_Passage extrait_
Franceinfo Culture : Que représentent ces concerts parisiens des 18 et 19 mai pour Kassav’ ?
Jean-Claude Naimro : Le plus important dans les concerts que nous avons entamés depuis le début de l’année 2024, c’est l’hommage à Jacob. Pour la première fois en quarante ans, nous n’allons interpréter que les titres et les compositions de Jacob pendant deux heures de concert. Le public va entendre un répertoire inédit chanté par Patrice Hulman, le chanteur que nous avons intégré au groupe, Jocelyn et moi. Ce sera une découverte pour les gens, qui continuent de s’intéresser à Kassav’ en dépit de l’absence de Jacob et de Pipo [Jean-Philippe Marthély, chanteur vedette du groupe, convalescent depuis son accident vasculaire cérébral en février 2020]. Beaucoup nous avaient déjà enterrés.
À la disparition de Jacob Desvarieux, en juillet 2021, cofondateur et l’un des piliers de Kassav’, qu’est-ce que vous vous dites ?

_Enregistrements de données_
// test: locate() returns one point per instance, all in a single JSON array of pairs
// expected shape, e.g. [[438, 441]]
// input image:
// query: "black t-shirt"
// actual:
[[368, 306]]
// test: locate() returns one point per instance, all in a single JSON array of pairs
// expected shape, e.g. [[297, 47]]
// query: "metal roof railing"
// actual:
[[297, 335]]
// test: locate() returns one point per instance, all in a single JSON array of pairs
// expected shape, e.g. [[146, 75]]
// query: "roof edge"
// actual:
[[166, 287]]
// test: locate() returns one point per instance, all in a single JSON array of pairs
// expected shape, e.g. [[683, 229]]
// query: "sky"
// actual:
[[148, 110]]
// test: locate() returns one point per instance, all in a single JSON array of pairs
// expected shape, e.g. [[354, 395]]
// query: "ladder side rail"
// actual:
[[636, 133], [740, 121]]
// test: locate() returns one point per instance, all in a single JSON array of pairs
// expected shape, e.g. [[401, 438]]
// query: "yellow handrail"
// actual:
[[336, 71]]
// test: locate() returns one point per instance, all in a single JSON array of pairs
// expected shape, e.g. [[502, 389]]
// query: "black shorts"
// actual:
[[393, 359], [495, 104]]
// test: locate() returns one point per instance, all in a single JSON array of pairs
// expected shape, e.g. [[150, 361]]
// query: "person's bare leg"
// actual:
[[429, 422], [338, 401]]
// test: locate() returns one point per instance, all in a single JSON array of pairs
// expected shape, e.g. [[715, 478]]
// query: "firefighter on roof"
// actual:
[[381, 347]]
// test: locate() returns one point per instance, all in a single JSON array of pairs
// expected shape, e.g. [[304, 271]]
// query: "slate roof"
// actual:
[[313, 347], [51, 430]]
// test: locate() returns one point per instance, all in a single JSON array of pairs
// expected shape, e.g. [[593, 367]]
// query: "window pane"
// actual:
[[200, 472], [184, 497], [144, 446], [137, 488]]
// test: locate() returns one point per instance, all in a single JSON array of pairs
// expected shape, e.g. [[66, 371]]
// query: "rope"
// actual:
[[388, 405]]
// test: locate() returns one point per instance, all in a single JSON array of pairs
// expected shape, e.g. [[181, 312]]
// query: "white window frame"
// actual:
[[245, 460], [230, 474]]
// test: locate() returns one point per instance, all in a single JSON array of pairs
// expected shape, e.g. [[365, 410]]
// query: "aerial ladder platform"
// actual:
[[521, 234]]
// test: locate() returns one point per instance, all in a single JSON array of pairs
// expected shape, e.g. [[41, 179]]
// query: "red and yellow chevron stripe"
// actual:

_À produire_
Relevez l'intégralité de l'entretien sur les concerts de Kassav', mot pour mot et sans aucune modification.

_Réponse ci-dessous_
Franceinfo Culture : Que représentent ces concerts parisiens des 18 et 19 mai pour Kassav’ ?
Jean-Claude Naimro : Le plus important dans les concerts que nous avons entamés depuis le début de l’année 2024, c’est l’hommage à Jacob. Pour la première fois en quarante ans, nous n’allons interpréter que les titres et les compositions de Jacob pendant deux heures de concert. Le public va entendre un répertoire inédit chanté par Patrice Hulman, le chanteur que nous avons intégré au groupe, Jocelyn et moi. Ce sera une découverte pour les gens, qui continuent de s’intéresser à Kassav’ en dépit de l’absence de Jacob et de Pipo [Jean-Philippe Marthély, chanteur vedette du groupe, convalescent depuis son accident vasculaire cérébral en février 2020]. Beaucoup nous avaient déjà enterrés.
À la disparition de Jacob Desvarieux, en juillet 2021, cofondateur et l’un des piliers de Kassav’, qu’est-ce que vous vous dites ?